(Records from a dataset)

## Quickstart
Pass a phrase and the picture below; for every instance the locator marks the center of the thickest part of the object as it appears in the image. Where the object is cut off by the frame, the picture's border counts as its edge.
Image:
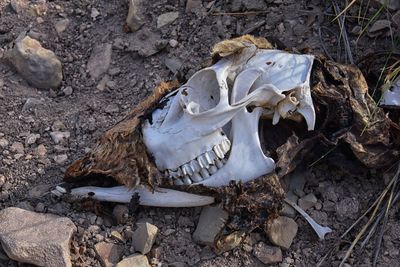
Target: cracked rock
(144, 237)
(282, 231)
(40, 67)
(212, 220)
(134, 21)
(267, 254)
(40, 239)
(136, 260)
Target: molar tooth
(202, 161)
(225, 145)
(186, 180)
(195, 166)
(196, 177)
(186, 170)
(213, 169)
(218, 151)
(219, 163)
(178, 182)
(209, 157)
(204, 173)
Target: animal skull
(207, 130)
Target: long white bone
(161, 197)
(320, 230)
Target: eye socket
(203, 90)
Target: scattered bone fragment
(212, 220)
(137, 260)
(308, 201)
(144, 237)
(320, 230)
(134, 21)
(166, 19)
(40, 67)
(267, 254)
(40, 239)
(99, 60)
(109, 253)
(282, 231)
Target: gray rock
(61, 25)
(282, 231)
(167, 19)
(144, 237)
(134, 20)
(267, 254)
(100, 60)
(39, 67)
(121, 214)
(40, 239)
(212, 220)
(31, 139)
(60, 159)
(109, 253)
(136, 260)
(308, 201)
(59, 136)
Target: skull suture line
(206, 133)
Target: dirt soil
(86, 107)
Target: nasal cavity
(202, 92)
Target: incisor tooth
(202, 161)
(195, 166)
(186, 180)
(186, 170)
(219, 163)
(204, 173)
(196, 177)
(218, 151)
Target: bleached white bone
(161, 197)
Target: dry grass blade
(371, 219)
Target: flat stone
(109, 253)
(135, 260)
(61, 25)
(40, 239)
(59, 136)
(144, 237)
(282, 231)
(308, 201)
(134, 20)
(100, 60)
(166, 19)
(40, 67)
(267, 254)
(212, 220)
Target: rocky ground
(107, 69)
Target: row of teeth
(202, 167)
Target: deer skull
(207, 131)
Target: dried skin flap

* _AIM_:
Can you give the lines from the one containing "Target: rocky ground" through the end of the items again, substituting "torn" for "dried" and leaving everything else unchanged?

* _WORKED ANSWER_:
Target: rocky ground
(107, 69)
Target: row of teeth
(202, 167)
Target: deer skull
(207, 131)
Target: torn skin flap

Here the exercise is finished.